# Task:
Work out how many lines of the records hold the string "hillside", and reply with that number alone.

[Information supplied Boundary: Start]

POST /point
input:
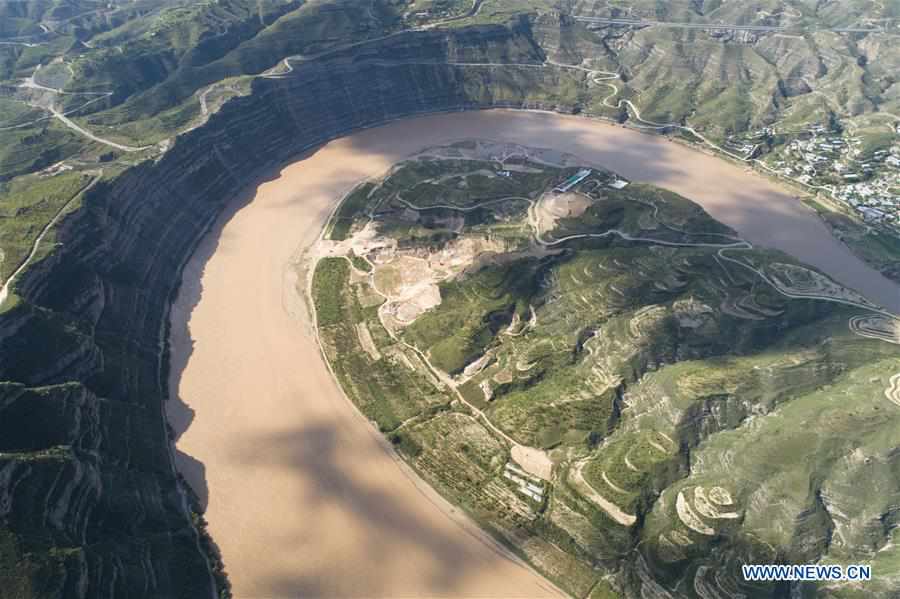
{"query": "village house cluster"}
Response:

[Information supplied Boundary: End]
[Information supplied Boundary: Start]

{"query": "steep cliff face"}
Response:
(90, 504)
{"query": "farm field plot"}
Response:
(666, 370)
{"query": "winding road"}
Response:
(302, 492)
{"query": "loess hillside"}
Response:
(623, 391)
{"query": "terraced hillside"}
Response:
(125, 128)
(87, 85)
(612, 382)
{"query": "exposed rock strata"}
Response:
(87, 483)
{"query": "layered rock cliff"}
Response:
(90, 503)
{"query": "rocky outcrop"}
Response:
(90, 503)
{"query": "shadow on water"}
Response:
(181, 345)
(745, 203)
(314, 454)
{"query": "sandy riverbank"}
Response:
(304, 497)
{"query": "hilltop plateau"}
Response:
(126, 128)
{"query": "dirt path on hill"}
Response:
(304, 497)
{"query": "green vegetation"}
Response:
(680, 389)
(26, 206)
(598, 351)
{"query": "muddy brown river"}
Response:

[Information supplied Boundary: End]
[Information supplied Boundary: Start]

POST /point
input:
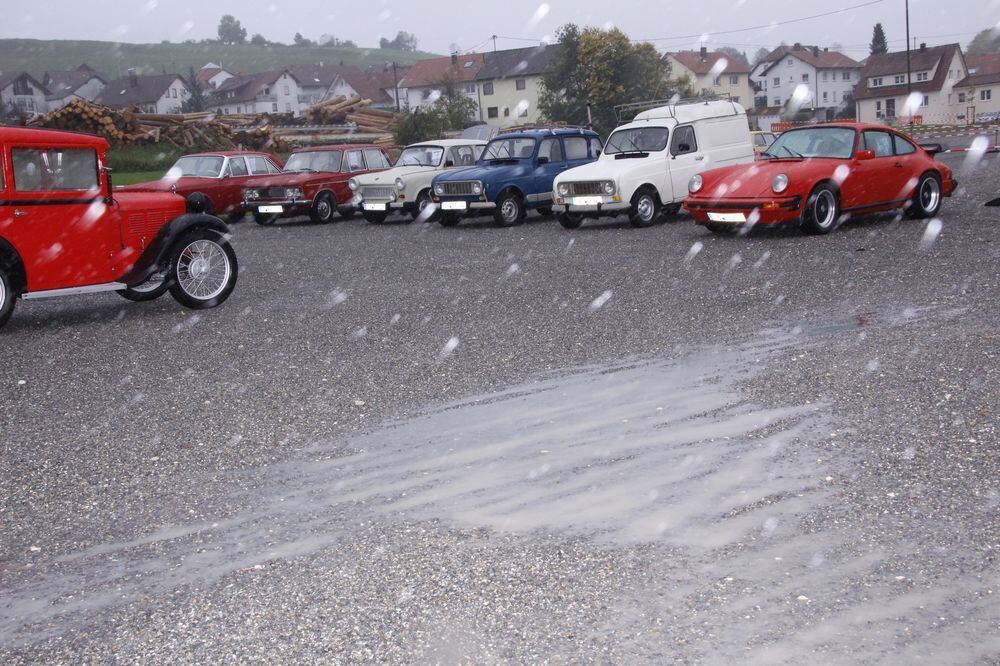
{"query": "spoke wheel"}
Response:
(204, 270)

[Information supplied Boundary: End]

# The answer:
2